GIVEN PROBLEM:
Copy only those lines which run from the line containing "label the woman's arm, a point per instance." to the end of the entries below, both inclusive, exactly as written and with no pictures.

TASK INPUT:
___
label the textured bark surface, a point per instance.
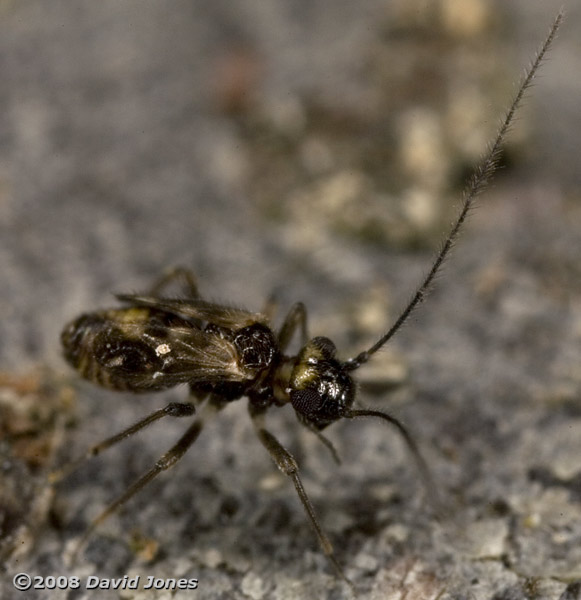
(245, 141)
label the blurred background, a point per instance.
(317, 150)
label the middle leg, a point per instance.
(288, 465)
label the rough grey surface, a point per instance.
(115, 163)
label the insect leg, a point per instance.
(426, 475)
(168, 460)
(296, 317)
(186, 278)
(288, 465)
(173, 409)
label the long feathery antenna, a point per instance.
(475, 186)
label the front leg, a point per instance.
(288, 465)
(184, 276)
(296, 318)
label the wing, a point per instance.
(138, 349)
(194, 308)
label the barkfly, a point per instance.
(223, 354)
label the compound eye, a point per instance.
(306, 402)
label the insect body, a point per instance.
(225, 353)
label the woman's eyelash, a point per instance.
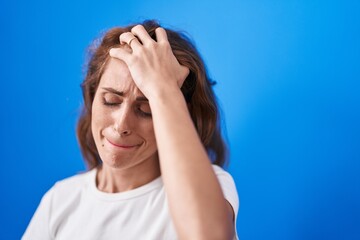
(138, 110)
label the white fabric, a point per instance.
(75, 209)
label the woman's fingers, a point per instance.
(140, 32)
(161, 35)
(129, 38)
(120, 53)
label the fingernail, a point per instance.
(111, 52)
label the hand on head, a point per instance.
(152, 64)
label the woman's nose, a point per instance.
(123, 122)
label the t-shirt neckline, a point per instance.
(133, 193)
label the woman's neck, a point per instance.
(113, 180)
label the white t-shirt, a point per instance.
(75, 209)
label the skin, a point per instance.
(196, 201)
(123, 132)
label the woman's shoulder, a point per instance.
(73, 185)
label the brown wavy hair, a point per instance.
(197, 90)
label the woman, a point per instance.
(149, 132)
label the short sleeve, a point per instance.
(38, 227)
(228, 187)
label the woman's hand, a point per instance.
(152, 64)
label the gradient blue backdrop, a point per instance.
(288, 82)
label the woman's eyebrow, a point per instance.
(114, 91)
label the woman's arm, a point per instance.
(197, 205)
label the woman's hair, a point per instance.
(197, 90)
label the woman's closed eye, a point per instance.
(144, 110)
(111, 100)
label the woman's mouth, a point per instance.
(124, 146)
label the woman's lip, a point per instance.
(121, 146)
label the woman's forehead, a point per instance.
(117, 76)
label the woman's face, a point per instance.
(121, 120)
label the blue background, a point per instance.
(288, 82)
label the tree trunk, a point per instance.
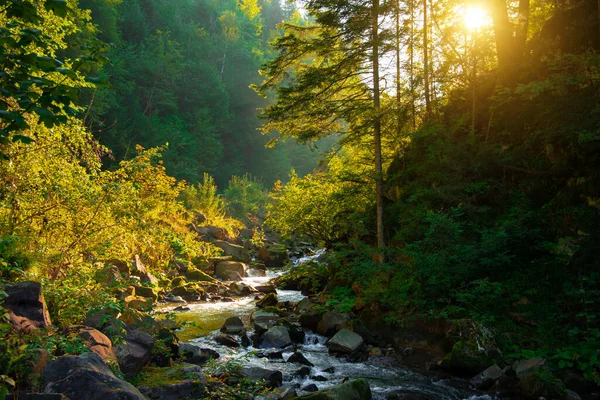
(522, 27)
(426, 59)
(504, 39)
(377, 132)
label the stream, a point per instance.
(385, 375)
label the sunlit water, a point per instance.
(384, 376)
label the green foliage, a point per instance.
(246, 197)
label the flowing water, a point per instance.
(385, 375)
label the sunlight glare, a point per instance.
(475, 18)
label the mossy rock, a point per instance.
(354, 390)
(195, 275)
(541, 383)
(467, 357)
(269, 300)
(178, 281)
___
RESULT:
label the woman's arm, a point per instance.
(197, 205)
label the woman's hair, a point per instance.
(197, 90)
label the woman's closed eye, a point per instance.
(144, 110)
(111, 100)
label the woman's mouth, a point per instance.
(124, 146)
label the woman's lip, a point per instance.
(121, 146)
label the woman's forehead, a point per instance.
(117, 76)
label the woman's face, a point per instance.
(121, 120)
label the blue background, a point per instance.
(288, 82)
label the tree trunk, a point per instance.
(522, 27)
(426, 59)
(504, 39)
(377, 132)
label the stream, a point per instance.
(385, 375)
label the sunlit water, a point per instance.
(384, 376)
label the green foliage, a point per instance.
(246, 197)
label the flowing water, a point per instance.
(385, 375)
label the sunlight glare, a point per instance.
(475, 18)
label the mossy rock, a point per instance.
(354, 390)
(195, 275)
(541, 383)
(467, 357)
(269, 300)
(178, 281)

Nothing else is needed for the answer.